:: TASK ::
Copy the records from the beginning through the line containing "M68 25L60 25L60 28L68 28Z", substituting "required format" for "expected format" and leaving everything else unchanged.

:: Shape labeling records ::
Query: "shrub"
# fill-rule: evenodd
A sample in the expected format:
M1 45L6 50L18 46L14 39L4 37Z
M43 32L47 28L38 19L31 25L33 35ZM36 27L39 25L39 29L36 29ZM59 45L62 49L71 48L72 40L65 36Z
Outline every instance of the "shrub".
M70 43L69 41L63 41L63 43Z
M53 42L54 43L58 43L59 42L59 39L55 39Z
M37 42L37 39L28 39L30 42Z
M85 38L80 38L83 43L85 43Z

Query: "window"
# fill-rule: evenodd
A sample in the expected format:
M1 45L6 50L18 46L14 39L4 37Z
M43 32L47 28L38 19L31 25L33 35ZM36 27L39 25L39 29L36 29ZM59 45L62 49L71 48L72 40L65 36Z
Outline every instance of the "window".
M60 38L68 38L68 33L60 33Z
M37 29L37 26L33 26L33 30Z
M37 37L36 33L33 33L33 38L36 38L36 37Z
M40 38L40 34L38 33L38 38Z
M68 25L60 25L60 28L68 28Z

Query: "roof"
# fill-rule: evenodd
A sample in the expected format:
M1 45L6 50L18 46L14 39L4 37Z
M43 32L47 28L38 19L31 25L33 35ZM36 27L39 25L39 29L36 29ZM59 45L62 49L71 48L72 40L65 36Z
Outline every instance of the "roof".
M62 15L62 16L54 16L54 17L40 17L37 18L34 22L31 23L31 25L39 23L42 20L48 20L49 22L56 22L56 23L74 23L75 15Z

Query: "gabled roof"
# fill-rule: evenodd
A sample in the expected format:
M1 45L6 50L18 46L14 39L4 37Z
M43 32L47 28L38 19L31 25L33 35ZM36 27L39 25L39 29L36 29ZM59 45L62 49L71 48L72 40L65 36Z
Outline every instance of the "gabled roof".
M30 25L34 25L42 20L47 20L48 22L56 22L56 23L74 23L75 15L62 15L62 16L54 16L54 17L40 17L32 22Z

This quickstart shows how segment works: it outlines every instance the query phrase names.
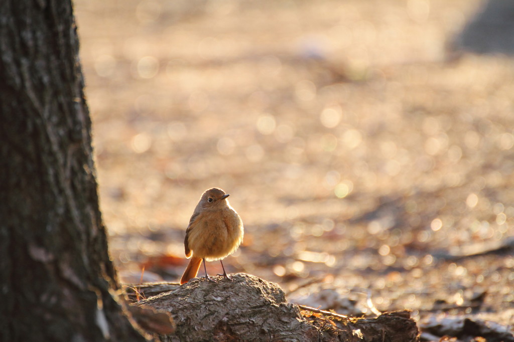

:: THE RESPONSE ::
Query: "shrub"
# fill-rule: evenodd
A sample in the required format:
M1 45L6 50L18 46L14 39L4 37Z
M43 32L47 28L38 19L31 25L33 35ZM36 27L39 25L39 29L36 29ZM59 45L62 49L71 48L72 40L65 36Z
Outline every instance of the "shrub".
M70 43L69 41L63 41L63 43Z
M53 42L54 43L58 43L59 42L59 39L55 39Z
M37 42L37 39L28 39L30 42Z
M85 38L80 38L83 43L85 43Z

Query: "window"
# fill-rule: evenodd
A sample in the required format:
M1 45L6 50L18 46L14 39L4 37Z
M43 32L47 28L38 19L31 25L33 35ZM36 27L39 25L39 29L36 29ZM59 45L62 49L71 48L72 40L65 36Z
Outline every instance of the "window".
M60 38L68 38L68 33L60 33Z
M37 29L37 26L33 26L33 30Z
M37 37L36 33L33 33L33 38L36 38L36 37Z
M40 38L40 34L38 33L38 38Z
M68 25L60 25L60 28L68 28Z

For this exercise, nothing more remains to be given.